(Data listing)
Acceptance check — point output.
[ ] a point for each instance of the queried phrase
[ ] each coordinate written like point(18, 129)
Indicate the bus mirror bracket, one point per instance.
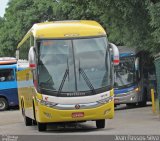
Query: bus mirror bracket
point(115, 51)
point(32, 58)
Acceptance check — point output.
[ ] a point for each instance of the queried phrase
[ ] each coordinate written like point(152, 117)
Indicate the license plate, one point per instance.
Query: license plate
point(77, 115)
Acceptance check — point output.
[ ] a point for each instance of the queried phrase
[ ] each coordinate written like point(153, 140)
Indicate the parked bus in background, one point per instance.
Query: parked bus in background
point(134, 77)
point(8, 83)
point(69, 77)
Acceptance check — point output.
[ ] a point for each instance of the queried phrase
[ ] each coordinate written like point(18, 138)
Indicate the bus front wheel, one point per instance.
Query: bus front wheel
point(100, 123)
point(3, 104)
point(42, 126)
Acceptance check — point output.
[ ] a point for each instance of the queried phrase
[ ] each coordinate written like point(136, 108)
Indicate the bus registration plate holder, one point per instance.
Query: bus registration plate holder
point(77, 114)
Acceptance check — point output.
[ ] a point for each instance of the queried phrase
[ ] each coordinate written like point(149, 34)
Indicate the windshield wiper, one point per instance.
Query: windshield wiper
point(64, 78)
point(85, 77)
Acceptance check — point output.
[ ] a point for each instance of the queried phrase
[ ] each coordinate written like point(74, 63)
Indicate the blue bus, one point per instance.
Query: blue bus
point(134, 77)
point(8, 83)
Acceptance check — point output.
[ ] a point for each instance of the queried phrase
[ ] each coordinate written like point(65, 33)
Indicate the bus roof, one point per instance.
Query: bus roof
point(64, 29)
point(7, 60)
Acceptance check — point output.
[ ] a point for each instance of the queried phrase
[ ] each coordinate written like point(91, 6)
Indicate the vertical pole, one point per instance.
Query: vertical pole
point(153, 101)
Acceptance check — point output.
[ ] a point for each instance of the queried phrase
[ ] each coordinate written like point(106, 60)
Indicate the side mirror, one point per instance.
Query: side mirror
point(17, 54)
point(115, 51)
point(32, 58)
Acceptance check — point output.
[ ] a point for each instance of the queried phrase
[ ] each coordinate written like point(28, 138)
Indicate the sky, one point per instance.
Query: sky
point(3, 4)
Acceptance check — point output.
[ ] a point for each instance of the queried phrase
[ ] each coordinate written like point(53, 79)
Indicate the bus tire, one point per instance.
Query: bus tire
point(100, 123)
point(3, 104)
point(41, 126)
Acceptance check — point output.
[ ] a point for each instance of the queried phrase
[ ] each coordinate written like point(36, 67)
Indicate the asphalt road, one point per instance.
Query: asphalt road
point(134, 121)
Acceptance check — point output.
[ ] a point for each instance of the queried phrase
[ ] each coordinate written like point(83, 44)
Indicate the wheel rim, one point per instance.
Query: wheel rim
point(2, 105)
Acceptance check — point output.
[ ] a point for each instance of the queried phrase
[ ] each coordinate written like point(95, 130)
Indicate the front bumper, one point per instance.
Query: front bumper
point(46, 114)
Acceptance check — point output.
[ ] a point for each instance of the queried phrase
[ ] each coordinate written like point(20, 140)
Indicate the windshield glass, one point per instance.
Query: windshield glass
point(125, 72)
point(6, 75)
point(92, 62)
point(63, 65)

==

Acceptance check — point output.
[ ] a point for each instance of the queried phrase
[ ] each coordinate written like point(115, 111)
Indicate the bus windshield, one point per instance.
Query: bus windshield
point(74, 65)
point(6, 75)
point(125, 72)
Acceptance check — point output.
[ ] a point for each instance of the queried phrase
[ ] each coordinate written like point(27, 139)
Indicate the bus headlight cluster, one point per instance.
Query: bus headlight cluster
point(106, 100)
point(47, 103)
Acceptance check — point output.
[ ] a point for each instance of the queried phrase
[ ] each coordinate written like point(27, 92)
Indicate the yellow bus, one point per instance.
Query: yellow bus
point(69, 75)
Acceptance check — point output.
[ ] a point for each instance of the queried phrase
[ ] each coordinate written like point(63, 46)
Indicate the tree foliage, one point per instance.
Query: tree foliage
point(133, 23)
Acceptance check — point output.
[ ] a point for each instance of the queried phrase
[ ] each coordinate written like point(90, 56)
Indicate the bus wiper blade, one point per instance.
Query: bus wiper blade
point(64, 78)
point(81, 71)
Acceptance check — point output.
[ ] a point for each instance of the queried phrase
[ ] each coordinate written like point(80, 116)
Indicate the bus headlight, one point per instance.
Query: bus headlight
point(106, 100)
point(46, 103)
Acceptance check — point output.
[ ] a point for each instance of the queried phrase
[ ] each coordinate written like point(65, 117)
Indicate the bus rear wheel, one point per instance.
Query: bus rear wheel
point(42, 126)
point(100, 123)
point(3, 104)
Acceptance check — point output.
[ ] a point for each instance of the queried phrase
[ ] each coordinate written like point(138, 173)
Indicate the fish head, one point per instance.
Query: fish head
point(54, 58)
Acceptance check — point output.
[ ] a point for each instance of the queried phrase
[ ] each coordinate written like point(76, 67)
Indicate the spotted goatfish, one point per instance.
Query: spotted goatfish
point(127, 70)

---

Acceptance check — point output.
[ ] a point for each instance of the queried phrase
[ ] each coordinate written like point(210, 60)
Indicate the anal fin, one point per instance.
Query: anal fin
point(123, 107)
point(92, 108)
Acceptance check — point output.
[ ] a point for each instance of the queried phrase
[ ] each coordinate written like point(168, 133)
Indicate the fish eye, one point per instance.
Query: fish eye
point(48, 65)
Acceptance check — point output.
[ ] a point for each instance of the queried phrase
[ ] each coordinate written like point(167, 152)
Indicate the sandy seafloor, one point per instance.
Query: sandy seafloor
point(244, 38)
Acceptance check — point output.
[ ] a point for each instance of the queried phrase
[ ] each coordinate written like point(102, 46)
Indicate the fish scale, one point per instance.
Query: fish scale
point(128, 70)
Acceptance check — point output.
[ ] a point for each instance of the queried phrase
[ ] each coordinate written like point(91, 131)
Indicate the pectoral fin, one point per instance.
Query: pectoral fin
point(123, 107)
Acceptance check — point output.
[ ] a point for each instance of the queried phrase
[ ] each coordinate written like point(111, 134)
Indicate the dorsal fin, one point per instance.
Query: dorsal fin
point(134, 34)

◆ Written exercise: Count the lines in the records above that contain the string "asphalt". Give only the number.

◆ Solved exercise: 2